[Dataset rows]
····················

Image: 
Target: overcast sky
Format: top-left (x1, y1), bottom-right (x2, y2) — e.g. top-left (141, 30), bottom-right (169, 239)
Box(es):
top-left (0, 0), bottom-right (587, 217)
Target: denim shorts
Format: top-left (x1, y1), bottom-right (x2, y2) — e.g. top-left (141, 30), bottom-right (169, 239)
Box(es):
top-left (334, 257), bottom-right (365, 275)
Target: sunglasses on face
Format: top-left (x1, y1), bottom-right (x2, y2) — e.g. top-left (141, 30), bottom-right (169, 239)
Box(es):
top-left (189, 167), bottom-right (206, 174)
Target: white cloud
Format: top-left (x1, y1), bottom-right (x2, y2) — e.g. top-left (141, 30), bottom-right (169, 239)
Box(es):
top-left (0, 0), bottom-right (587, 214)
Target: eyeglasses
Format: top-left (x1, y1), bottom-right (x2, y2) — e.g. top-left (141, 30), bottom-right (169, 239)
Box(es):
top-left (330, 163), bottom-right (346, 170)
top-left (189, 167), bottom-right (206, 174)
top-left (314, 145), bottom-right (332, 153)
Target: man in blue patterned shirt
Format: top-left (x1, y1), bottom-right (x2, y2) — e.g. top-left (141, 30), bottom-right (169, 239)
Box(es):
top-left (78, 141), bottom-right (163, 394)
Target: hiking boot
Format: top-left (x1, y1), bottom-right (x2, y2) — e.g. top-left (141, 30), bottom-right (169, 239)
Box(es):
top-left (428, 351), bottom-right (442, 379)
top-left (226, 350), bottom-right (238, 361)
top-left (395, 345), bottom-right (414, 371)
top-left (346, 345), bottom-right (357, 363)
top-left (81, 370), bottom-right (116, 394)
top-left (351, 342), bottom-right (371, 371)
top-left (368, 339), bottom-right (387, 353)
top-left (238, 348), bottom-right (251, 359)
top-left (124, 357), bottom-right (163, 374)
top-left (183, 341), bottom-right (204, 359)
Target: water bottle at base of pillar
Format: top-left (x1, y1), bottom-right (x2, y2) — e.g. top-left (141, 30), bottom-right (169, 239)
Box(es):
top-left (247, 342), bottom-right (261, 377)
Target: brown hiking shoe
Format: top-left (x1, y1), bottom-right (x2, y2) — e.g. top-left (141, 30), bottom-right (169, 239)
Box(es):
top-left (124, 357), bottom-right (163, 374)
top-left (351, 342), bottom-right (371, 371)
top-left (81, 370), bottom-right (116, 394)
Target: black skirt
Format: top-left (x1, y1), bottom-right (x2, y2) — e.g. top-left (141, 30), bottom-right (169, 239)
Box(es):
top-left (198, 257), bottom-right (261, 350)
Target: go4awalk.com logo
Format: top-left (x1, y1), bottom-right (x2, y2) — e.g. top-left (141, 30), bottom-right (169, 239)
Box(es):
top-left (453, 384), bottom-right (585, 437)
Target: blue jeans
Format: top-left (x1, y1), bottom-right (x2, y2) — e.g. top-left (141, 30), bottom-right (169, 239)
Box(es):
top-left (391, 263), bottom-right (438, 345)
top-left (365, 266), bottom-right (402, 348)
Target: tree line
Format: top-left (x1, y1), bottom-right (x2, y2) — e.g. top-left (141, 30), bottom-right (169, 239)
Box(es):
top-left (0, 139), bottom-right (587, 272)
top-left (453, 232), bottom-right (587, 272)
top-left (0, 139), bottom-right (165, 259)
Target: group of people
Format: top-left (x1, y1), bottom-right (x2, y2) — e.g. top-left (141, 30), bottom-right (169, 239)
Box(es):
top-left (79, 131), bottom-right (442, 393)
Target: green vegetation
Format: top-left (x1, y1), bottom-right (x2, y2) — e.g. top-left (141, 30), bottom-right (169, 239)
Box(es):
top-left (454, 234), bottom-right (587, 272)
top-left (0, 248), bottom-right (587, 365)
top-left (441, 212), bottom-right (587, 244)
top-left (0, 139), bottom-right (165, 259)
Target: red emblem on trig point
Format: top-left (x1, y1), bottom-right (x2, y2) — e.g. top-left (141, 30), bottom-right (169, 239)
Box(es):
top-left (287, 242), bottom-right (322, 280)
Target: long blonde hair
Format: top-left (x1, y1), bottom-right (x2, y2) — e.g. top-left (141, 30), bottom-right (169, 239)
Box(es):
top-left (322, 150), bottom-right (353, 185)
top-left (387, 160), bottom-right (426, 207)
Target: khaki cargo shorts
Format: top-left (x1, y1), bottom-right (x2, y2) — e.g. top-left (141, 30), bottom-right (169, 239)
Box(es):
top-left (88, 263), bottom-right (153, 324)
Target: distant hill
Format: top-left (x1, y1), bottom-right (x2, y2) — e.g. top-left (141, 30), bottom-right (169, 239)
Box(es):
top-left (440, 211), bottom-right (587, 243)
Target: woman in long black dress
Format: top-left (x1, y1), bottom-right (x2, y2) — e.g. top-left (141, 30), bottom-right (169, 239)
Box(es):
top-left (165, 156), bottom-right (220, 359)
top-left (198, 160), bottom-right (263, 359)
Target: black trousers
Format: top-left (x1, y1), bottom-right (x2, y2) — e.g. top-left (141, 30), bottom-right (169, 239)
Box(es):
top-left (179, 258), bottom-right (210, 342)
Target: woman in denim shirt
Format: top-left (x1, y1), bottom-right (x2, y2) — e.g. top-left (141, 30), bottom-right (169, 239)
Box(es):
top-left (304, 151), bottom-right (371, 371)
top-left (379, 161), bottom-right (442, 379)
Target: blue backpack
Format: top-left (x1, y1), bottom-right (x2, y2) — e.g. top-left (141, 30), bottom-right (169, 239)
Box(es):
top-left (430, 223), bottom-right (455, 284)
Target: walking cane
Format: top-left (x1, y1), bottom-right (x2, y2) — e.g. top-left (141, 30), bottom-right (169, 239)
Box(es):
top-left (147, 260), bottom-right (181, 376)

····················

JOB - Which lines in the items above contain the string "denim"? Gather each of them, treating uppercase and lowercase as different.

TASK SOLUTION -
Target: denim shorts
Target: woman in denim shirt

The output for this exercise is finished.